課題 —
• A. 入院中の病棟での出来事を描いた抜粋で、たっちゃんは女の子がいつ亡くなったと伝えていますか。
• B. 入院中の病棟での出来事を描いた抜粋を、最後の文の後から書き継いでください。

次の日、ヤマト君もたっちゃんも昨日は何もなかったように、普段通りだった。僕はどうしても知りたくなって、体重測定の時にたっちゃんに聞くと、

「朝方、死んだみたいやわ。順也、絶対に言ったらアカンで」

と僕の耳元で小さな声で教えてくれた。僕は怖くなり、女の子の病室をじーっと見ていた。ここは痛い治療や検査があるけど、毎日みんなと冗談を言い合う楽しい場所だと思っていた。でも、命が消えゆく場所でもあるんだ、そんな場所に僕は今いるんだと改めて気づかされた。すると、僕はペシッと頭をはたかれ、

「だから、師長さんを呼ぶで。このスケベやろう」と、たっちゃんが笑みを見せて言った。たっちゃんは、何度も何度も僕の頭を撫でていた。それ以降、アニメキャラのワンポイントが入ったあのニット帽を被った女の子を見かけることはなかった。

提供データ —
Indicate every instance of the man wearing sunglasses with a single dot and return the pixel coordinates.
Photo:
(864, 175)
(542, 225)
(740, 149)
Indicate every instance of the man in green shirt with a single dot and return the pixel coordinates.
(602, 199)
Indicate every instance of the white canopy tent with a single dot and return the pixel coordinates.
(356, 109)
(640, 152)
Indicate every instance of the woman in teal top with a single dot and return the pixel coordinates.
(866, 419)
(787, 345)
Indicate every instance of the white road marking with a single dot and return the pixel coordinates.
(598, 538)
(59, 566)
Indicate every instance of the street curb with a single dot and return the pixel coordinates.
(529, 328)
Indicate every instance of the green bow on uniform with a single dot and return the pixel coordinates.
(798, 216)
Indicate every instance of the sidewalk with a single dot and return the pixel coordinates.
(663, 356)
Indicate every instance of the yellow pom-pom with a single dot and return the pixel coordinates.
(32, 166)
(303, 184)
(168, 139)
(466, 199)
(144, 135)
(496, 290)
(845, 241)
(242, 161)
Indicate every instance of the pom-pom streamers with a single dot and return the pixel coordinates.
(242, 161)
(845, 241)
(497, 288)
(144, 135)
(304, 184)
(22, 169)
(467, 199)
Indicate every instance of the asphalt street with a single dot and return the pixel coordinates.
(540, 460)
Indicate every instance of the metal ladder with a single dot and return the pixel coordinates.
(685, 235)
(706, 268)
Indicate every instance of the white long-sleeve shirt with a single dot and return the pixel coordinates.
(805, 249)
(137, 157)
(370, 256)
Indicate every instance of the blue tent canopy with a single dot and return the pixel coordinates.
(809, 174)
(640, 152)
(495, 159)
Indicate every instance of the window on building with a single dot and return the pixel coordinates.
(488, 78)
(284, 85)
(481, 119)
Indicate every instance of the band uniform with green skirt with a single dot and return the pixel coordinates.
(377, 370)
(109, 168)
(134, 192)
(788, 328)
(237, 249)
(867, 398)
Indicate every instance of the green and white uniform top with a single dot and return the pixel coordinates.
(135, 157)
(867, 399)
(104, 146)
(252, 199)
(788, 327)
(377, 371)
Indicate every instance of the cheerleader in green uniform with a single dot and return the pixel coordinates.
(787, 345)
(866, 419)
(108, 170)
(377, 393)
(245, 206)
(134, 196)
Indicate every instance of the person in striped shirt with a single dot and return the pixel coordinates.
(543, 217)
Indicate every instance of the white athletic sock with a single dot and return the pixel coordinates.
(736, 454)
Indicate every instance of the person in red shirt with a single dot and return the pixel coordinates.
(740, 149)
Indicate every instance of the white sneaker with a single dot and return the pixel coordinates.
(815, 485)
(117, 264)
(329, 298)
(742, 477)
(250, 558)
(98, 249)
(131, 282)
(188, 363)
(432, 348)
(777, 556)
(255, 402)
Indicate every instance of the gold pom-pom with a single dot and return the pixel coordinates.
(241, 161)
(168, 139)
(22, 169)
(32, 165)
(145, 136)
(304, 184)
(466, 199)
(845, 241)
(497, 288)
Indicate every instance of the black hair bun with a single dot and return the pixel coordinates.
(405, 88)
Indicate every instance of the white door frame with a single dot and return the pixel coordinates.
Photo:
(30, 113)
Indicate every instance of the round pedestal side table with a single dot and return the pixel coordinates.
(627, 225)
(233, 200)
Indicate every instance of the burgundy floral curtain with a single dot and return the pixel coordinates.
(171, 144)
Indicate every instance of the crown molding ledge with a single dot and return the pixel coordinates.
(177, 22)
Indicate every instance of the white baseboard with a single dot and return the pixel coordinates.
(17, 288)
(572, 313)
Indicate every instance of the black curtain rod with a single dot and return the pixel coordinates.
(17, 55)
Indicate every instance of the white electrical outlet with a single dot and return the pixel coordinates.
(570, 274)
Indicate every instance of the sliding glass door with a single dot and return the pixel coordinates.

課題の解答 —
• A. 朝方に亡くなったと伝えています。

• B.
やさしさの詰まった手術と兄のやさしさ

腎生検とは、腰の上にある腎臓に特殊な針を刺して、腎臓の細胞を採取し精密に調べる検査のことだ。CTやMRIなどさまざまな検査を行った結果、兄は通常の腎生検ができることがわかった。

しかし、僕は腎臓の萎縮が強くて(腎臓が硬くなっている状態)、通常の腎生検ではなく、手術で行うことが決定した。手術は小児科の先生ではなく、泌尿器科の先生がするということであった。

手術前にその先生と、僕一人でお話をすることになった。泌尿器科の外来で先生の説明を受けるということであったため、病棟の看護師さんに送ってもらい、待合室で待っていた。待合室にはお年寄りの方が多く座っていた。診察室は4つあり、ドアには小児科のように動物の絵はなく、数字だけが書かれていた。

“今日はアキ君にTVゲームの残機100アップの方法を教えてもらう約束やから、早く終わらないかなあ”と思っていると、

「田中君、田中順也君ですか」

と、診察室から出てきた看護師さんに名前の確認をされた。